The data:
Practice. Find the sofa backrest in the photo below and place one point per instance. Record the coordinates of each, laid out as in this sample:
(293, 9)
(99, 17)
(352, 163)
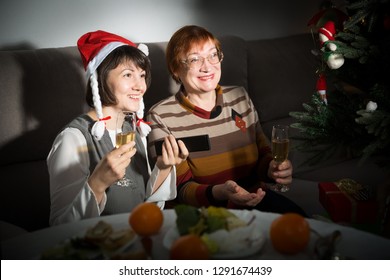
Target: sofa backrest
(41, 90)
(281, 76)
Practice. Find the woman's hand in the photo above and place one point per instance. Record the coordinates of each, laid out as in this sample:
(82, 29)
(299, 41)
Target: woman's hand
(233, 192)
(281, 173)
(111, 168)
(173, 153)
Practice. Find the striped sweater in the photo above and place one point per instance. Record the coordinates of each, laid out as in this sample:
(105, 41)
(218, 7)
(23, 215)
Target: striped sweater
(239, 150)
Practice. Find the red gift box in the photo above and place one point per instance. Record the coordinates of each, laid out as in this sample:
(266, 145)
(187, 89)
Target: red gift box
(342, 207)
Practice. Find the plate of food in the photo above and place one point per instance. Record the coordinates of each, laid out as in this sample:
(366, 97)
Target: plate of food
(228, 234)
(101, 241)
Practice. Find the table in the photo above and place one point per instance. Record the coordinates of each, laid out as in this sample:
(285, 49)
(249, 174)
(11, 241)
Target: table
(355, 244)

What needs to be done:
If a line in the material above contains the word "each", copy it.

Answer for the task:
Practice. Find the sofa backrest in the photo below and place one point per instance. Record the coordinates of each, laid out as in this sample:
Practice. Find the woman's hand in the photo above and place one point per instance. Record the coordinates of each, laid out as in this sample:
Practice. Find the striped sweater in the photo above and place one point per instance. Record the coordinates of each, laid out as in this sample:
Practice. Find the red gift box in the photo above and place one point per instance. Record the coordinates of each, laid out as in this sample:
Practice. Find the plate of food in the photo above and place one point per instance. Record the coordinates of each, laid out as in this sample:
Practice. Find the table in the photo above and place one point per instance. Record the coordinates of each, laid out as in this sample:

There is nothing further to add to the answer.